» **Work to complete**
Below is the data. Give it again, complete and exact.
[begin Records to process]
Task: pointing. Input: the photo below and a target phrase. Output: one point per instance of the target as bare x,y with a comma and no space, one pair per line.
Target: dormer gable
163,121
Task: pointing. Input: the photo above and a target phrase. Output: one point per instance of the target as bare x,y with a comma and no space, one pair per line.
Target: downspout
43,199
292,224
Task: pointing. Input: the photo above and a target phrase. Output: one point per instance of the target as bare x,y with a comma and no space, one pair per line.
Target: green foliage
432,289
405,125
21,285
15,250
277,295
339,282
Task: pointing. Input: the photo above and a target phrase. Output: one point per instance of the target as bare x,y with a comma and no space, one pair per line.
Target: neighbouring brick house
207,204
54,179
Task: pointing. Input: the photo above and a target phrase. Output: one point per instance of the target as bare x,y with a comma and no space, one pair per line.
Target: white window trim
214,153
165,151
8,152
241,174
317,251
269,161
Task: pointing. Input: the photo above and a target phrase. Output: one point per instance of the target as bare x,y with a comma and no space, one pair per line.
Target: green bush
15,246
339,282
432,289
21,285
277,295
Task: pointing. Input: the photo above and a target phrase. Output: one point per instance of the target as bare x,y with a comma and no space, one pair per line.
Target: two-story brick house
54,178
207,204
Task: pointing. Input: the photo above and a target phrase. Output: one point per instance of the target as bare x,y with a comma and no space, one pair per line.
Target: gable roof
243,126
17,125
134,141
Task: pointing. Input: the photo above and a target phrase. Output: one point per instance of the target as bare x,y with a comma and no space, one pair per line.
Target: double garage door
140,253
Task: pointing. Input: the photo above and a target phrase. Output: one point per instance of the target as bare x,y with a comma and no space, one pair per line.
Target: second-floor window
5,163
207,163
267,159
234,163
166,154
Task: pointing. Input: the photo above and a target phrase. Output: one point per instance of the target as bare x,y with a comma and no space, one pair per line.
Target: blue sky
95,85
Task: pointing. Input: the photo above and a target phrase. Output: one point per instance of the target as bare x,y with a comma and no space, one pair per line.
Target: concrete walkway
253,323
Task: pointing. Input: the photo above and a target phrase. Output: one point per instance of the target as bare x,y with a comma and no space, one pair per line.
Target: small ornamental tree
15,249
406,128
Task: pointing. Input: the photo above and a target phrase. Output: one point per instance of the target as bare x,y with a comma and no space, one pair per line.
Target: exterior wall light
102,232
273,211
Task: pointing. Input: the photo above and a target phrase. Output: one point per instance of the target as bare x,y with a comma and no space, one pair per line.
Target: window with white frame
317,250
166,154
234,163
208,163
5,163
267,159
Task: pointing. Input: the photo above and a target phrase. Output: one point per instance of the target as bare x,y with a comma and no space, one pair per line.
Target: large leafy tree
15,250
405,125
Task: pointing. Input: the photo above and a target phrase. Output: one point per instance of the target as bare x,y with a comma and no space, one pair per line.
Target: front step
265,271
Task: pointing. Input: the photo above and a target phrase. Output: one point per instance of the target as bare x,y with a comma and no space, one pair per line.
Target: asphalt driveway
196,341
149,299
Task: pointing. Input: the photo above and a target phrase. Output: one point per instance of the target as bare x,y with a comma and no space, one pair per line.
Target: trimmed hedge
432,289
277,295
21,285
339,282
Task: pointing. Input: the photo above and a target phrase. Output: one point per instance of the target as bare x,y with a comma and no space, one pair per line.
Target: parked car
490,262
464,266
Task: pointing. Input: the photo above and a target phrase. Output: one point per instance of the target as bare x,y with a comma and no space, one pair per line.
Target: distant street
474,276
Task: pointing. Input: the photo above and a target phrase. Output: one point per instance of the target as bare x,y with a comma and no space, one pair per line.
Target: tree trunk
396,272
[end Records to process]
» **Response to this exercise**
Task: pointing. Input: the photo below and a target phrase. Output: one point per instance of the target as bare x,y with a comma and no space, one pair per line.
Target: dormer gable
163,121
Task: pointing. Input: the photo above and a target phrase. Output: one point per instance of the target as bare x,y with a comma and no space, one pair per line.
Target: downspout
43,199
292,224
Task: pointing. Input: the photo above and a target phrase. Output: one point per instance of the target as bare x,y with a comma and no space, one pair per line.
Target: green foliage
432,289
405,125
21,285
15,250
277,295
339,282
Task: pointing. Input: the photo above and a target phrase. Output: one point per instance of the target as bare x,y with a comma and no space, one pair per line.
Target: neighbouring brick house
207,204
54,179
Task: pointing. Input: the photo above and a target phrase. Output: one point per instance of the target as bare x,y with a comma and no space, one pair per line.
Target: white window trim
214,153
165,151
8,152
241,174
317,251
269,161
Task: pointing. Input: the photo above and a target phrase. Output: one point per instance of the target as bare x,y with a comma and no space, one pair per line.
Target: green bush
15,246
339,282
432,289
21,285
277,295
Task: pointing. Input: the photo above and a target phrase. Output: one point per instance of the target as bare x,y with a comma and no space, one pair per line.
Target: two-story brick house
54,178
207,204
Task: pointing. Input: the photo above and a target phrase. Output: one point per instance of the target as bare x,y with a comma and no space, one pair per line.
Target: gable roof
243,126
17,125
134,141
Task: pointing. Input: the photo above and a target phrase. Output: one point per instance of the target as bare x,y with a comma and no space, one pair per line.
Target: double garage door
140,253
Task: pointing. Input: the photo above and a target phrase. Output: one point per instance of the target as bare x,y with a comma and no space, one pair per line.
Target: second-floor window
5,163
207,163
267,159
234,163
166,154
Task: pointing. Input: the photo above and a target phrase. Output: one point per instance of the target as bare x,y with a comma and no space, one pair per line.
Target: blue sky
95,85
Task: pointing. Input: the photo above and a target phrase. Output: one point per instance of the target as bare x,y with a comma and no space, one pair per line.
Target: concrete walkway
253,323
Task: pointing. Input: the photo above and a target phrase. Output: one point per instance of the target as bare x,y with a comma and no space, one pair per line.
Target: small ornamental tree
15,249
406,128
Task: pointing. Input: the photo above and a target phrase. Output: one point per instance of the target as bare x,y with a comma and no space, one pair per line.
Target: exterior wall light
102,232
273,211
Task: pointing. Input: the photo above and a target phrase. Output: one point per instance of the target as bare x,y with a comma and no space, one pair per line.
Target: window with white frame
317,250
166,154
234,163
208,163
5,163
267,159
Task: pointing. Input: the photo above and a target phrase. Output: one point per instance of the target as bare x,y with a comma and no space, one pair per line.
Target: large leafy tree
15,250
405,125
Task: pointing. Input: the photo above and a target phrase. Output: one point per instance of the target as bare x,y with a comma and no space, one pair per line.
Target: front step
265,271
Task: pointing. Input: the photo above and a target phrase. Output: one point per instance of the target as bare x,y with a comma and no space, one pair per line.
Target: asphalt driveway
196,341
149,299
Task: pointing. Input: the photo above and a target phrase. Output: one point per instance of the target as bare x,y with a comma and no space, one pair per line.
Target: trimmed hedge
432,289
277,295
21,285
339,282
Task: pointing. Input: the photo above and a target phrase. Output: one point per instance of the target as bare x,y with a comma and no space, one pair per line.
Target: parked car
490,262
464,266
Task: pointing. Input: the photo above and a target phrase. Output: one point per instance of the target as bare x,y with a comma and no space, one pair per line.
Target: distant street
474,276
Task: pointing. Input: the photo above and a target phrase. Output: one point per instance of the target as bare x,y with a comma and no space, one pair per line.
Target: tree trunk
396,272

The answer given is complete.